◆ REQUIRED ACTION 1
Rewrite the passage of the Sudan army report that begins with the words containing "Sudan army breaks" and ends with "Blue Nile river.", changing "Signal Corps" to "Signals Regiment" throughout.
◆ REQUIRED ACTION 2
Summarize the Sudan army report in two sentences.

Sudan army breaks paramilitary siege on key base: military source
  • “Our forces were able to lift the siege on the Signal Corps,” the source in the Sudanese army told AFP
  • “This victory opens the way to link our forces in Bahri (Khartoum North) with our forces in the General Command“

PORT SUDAN: The Sudanese army broke a paramilitary siege on one of its key Khartoum-area bases on Friday, paving the way to also freeing the besieged military headquarters, a military source said.
The paramilitary Rapid Support Forces (RSF) had since the outbreak of the war with Sudan’s army in April 2023 encircled both the Signal Corps in Khartoum North and the General Command of the Armed Forces, its headquarters just south across the Blue Nile river.
“Our forces were able to lift the siege on the Signal Corps,” the source in the Sudanese army told AFP.
With a months-long communications blackout in place, AFP was not able to independently verify the situation on the ground.
The RSF could not be immediately reached for comment.
“This victory opens the way to link our forces in Bahri (Khartoum North) with our forces in the General Command,” the military source said, requesting anonymity because he was not authorized to speak to the media.
A military source had previously told AFP the army was advancing closer to Khartoum North following days of military operations aimed at dislodging the RSF from fortified positions in the city.
This comes around two weeks after the army reclaimed the Al-Jazira state capital Wad Madani, just south of Khartoum, securing a key crossroads between the capital and surrounding states.
The army and the RSF had seemed to be in a stalemate since the military nearly a year ago seized control of Omdurman — Khartoum’s twin city on the west bank of the Nile.

◆ DATA EXTRACTS
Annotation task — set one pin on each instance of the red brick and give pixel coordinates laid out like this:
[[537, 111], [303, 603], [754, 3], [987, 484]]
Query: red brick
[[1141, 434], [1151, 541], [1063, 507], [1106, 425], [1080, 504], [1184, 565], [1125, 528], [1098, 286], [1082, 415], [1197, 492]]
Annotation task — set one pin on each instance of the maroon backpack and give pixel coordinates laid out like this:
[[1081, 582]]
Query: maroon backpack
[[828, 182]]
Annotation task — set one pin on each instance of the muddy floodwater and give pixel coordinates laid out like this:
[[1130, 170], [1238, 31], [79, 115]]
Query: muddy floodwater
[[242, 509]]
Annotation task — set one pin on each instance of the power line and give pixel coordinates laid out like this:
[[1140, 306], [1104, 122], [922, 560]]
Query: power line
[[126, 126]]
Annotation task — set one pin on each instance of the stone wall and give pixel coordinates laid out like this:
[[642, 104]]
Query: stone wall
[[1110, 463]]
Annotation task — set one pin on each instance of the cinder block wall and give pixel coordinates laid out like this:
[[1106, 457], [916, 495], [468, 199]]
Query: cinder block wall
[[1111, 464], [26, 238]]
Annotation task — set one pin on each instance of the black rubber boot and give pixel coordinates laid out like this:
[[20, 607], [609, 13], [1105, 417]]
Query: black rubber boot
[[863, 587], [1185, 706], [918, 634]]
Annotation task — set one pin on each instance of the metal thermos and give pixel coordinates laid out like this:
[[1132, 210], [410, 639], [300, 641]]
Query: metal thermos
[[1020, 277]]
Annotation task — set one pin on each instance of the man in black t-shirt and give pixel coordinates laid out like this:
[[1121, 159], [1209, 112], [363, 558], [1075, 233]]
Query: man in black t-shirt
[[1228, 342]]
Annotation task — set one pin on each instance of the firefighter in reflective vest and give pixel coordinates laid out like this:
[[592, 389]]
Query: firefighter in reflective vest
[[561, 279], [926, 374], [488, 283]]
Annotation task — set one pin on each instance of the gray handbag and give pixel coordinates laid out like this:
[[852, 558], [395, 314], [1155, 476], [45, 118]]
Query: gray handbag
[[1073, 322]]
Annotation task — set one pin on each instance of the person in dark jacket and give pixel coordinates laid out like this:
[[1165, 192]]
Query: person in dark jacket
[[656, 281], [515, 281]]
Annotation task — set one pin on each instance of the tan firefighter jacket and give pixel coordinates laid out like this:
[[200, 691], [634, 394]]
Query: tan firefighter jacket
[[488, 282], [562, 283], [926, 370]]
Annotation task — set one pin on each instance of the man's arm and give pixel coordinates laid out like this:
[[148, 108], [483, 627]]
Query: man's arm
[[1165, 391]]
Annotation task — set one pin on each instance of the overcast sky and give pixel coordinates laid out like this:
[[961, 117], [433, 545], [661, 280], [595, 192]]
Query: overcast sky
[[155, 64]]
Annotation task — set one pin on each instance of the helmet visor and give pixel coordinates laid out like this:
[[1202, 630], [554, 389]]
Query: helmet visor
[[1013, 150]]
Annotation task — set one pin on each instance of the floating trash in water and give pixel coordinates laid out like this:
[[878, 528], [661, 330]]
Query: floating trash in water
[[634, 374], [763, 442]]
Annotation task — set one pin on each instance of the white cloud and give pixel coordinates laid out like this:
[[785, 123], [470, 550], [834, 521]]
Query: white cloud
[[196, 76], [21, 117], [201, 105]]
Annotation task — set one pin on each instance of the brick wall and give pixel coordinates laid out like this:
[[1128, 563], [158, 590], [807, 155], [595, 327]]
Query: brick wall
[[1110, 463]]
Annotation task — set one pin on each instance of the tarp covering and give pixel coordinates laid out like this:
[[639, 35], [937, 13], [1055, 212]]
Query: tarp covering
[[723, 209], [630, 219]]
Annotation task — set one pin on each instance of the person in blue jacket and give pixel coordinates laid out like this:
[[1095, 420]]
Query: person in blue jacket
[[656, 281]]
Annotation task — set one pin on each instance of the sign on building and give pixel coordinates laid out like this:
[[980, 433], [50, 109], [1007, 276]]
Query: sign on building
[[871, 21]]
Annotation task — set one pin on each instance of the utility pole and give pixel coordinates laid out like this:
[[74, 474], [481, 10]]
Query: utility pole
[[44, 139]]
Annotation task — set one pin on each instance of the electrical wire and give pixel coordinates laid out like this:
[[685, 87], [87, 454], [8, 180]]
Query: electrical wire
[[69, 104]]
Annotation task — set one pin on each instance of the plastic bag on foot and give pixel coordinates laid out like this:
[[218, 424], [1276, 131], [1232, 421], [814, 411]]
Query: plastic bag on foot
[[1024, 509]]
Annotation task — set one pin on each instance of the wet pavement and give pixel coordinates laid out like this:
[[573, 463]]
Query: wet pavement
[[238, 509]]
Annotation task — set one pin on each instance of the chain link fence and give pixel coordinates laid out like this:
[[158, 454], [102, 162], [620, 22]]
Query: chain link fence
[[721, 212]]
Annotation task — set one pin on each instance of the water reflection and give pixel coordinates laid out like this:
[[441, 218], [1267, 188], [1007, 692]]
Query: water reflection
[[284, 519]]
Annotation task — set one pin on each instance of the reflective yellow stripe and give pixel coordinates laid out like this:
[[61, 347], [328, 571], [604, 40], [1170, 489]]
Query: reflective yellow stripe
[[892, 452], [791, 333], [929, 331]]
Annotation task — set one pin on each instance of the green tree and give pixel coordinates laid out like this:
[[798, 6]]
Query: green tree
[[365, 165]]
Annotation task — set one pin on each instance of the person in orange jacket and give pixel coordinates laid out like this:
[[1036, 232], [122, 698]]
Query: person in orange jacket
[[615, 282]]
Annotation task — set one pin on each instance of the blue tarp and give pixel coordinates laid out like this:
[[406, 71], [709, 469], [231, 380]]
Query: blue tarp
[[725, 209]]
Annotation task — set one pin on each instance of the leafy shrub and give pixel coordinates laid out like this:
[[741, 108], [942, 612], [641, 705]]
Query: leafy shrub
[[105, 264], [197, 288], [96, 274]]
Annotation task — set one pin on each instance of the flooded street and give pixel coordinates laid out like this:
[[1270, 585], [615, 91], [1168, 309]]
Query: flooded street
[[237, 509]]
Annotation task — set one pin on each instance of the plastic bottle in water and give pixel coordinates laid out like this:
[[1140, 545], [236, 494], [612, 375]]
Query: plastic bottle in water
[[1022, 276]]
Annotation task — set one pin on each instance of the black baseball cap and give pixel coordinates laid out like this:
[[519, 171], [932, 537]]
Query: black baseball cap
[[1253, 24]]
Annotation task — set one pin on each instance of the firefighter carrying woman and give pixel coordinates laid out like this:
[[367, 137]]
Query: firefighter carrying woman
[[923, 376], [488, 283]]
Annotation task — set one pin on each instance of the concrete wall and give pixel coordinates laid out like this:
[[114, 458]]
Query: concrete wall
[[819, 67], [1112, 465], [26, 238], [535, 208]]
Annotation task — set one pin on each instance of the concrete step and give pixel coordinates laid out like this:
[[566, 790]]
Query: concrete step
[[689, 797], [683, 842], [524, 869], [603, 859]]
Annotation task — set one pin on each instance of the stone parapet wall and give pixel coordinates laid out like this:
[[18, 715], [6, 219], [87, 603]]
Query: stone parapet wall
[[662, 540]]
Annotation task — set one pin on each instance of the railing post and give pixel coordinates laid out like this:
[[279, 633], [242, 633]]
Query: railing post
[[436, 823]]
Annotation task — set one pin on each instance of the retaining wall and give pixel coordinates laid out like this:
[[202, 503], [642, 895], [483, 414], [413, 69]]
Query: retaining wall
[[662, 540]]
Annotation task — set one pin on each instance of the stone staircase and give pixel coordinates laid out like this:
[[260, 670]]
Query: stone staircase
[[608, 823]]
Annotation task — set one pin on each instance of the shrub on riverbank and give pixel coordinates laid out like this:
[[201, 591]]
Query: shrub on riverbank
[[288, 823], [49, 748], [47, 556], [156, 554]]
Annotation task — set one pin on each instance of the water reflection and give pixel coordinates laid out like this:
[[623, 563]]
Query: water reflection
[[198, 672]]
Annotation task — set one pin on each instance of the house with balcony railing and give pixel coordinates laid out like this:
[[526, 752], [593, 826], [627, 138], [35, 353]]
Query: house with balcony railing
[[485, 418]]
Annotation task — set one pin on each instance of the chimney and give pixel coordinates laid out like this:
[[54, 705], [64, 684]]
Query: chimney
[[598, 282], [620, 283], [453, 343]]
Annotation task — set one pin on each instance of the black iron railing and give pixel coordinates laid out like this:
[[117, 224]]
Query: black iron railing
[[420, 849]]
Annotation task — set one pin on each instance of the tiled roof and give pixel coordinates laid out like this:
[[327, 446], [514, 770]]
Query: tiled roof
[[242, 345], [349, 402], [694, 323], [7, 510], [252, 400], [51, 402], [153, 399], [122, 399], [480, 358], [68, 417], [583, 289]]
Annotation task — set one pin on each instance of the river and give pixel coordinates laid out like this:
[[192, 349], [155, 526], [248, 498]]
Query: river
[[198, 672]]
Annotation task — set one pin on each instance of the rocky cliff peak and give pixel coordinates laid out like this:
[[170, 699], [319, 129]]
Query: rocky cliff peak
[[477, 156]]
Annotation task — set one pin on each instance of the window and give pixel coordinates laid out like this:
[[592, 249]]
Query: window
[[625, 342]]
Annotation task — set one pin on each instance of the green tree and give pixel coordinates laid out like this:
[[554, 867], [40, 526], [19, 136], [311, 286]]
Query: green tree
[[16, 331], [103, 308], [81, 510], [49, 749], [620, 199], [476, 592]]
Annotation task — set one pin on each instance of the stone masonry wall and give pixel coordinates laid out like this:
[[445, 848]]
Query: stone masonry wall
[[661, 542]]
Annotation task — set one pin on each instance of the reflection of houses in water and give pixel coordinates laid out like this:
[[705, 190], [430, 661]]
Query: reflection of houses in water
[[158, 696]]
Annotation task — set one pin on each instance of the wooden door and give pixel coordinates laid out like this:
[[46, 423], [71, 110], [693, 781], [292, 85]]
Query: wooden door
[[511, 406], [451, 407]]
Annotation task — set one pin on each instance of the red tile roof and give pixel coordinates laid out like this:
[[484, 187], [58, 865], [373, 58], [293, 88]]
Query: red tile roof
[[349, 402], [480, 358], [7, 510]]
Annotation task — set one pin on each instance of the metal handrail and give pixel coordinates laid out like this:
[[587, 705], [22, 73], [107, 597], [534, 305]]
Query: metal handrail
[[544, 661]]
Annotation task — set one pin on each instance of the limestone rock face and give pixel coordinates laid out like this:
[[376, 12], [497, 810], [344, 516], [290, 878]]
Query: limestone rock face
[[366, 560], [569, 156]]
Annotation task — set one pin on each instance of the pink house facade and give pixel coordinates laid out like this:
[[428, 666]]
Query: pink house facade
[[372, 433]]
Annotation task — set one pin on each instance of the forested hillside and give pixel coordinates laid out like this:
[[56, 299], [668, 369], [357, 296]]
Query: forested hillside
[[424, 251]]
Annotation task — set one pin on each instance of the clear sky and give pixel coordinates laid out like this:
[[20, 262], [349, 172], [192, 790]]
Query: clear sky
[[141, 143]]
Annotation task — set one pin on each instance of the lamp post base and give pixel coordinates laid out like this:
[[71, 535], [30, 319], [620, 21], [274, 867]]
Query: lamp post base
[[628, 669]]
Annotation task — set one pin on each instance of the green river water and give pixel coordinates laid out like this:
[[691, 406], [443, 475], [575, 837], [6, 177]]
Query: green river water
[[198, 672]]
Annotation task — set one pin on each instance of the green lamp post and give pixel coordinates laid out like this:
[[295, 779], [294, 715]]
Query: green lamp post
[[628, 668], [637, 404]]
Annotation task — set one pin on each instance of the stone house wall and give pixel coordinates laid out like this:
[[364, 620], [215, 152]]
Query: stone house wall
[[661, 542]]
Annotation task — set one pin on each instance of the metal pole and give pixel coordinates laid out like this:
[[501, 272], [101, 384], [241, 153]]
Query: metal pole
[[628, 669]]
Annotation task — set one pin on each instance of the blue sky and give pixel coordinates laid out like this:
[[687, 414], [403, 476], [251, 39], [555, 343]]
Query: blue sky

◆ TASK ANSWER 1
Sudan army breaks paramilitary siege on key base: military source
  • “Our forces were able to lift the siege on the Signals Regiment,” the source in the Sudanese army told AFP
  • “This victory opens the way to link our forces in Bahri (Khartoum North) with our forces in the General Command“

PORT SUDAN: The Sudanese army broke a paramilitary siege on one of its key Khartoum-area bases on Friday, paving the way to also freeing the besieged military headquarters, a military source said.
The paramilitary Rapid Support Forces (RSF) had since the outbreak of the war with Sudan’s army in April 2023 encircled both the Signals Regiment in Khartoum North and the General Command of the Armed Forces, its headquarters just south across the Blue Nile river.

◆ TASK ANSWER 2
A Sudanese military source told AFP that the army broke the Rapid Support Forces' siege on the Signal Corps in Khartoum North on Friday, which opens the way to link up with forces at the besieged General Command. AFP could not independently verify this because of a communications blackout, and the advance comes about two weeks after the army retook Wad Madani.